— DOCUMENT —

Simplician Cycle
- Simplicius Simplicissimus; The Continuation of Simplicissimus; The Life of Courage; Tearaway; The Wondrous Bird's Nest;
- Author: Hans Jakob Christoffel von Grimmelshausen
- Original title: Simplicianische Zyklus
- Country: Holy Roman Empire
- Language: German
- Published: 1668–1675

= Simplician Cycle =

17th-century novel series

The Simplician Cycle (Simplicianische Zyklus) is a series of German picaresque novels written by Hans Jakob Christoffel von Grimmelshausen and published from 1668 to 1675.

==Description==
The novels are set during and after the Thirty Years' War and follow characters who serve as soldiers, engage in petty crime, take on odd jobs and receive and commit abuse.

— EXERCISE OBJECTIVE —
Rewrite the Simplician Cycle entry, everything from "17th-century novel series" down to "and commit abuse.", putting "satirical" in place of "picaresque". The items have nothing to do with the Simplician Cycle entry.

— GIVEN ENTRIES —
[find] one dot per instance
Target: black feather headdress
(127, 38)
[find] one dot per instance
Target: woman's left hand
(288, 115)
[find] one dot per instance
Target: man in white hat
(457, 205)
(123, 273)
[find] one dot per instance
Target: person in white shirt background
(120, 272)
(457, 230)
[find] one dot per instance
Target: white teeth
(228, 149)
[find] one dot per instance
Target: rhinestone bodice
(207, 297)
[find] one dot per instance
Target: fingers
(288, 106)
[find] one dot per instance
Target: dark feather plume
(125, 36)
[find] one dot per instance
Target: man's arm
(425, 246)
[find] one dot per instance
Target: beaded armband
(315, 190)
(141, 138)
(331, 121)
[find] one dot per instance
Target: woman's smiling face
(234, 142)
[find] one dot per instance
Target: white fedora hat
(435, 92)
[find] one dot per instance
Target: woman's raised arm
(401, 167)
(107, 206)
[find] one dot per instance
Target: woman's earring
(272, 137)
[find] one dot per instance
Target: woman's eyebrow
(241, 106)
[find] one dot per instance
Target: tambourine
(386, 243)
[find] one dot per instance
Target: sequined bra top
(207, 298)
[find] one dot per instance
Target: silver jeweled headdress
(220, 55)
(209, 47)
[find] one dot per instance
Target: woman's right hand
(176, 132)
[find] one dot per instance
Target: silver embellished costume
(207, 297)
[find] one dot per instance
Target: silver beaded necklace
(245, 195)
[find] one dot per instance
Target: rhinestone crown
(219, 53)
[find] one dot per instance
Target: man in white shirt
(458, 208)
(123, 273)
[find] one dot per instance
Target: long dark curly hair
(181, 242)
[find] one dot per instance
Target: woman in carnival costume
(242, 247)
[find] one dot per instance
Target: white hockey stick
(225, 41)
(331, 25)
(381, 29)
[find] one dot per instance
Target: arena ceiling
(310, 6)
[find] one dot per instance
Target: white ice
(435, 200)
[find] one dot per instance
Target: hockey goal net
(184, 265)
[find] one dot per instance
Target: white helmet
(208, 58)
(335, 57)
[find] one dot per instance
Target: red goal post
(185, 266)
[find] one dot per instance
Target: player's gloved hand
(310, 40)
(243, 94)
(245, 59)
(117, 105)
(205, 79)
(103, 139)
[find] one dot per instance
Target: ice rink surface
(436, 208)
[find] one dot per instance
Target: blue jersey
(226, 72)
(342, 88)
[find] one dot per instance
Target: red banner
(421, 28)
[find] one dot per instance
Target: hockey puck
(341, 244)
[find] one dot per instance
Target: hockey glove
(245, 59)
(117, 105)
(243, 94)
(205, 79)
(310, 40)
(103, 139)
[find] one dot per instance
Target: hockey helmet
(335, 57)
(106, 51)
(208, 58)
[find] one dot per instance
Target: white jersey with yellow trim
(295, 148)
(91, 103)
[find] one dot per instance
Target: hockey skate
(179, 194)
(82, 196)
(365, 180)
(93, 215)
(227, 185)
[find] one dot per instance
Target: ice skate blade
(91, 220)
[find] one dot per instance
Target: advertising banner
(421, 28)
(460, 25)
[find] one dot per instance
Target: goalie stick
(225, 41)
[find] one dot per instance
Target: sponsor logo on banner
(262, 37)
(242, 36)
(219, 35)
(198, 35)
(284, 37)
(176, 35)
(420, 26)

— REPLY —
17th-century novel series

The Simplician Cycle (Simplicianische Zyklus) is a series of German satirical novels written by Hans Jakob Christoffel von Grimmelshausen and published from 1668 to 1675.

==Description==
The novels are set during and after the Thirty Years' War and follow characters who serve as soldiers, engage in petty crime, take on odd jobs and receive and commit abuse.